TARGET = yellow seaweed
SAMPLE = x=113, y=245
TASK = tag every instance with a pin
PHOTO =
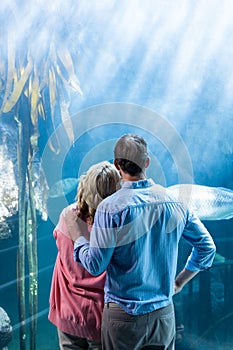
x=13, y=99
▬▬▬▬▬▬
Work to complete: Once the pictures are set aside, copy the remaining text of every entry exactly.

Answer for this exercise:
TARGET = yellow seaweed
SAMPLE = x=113, y=245
TASK = tag every instance with a pin
PHOTO =
x=13, y=99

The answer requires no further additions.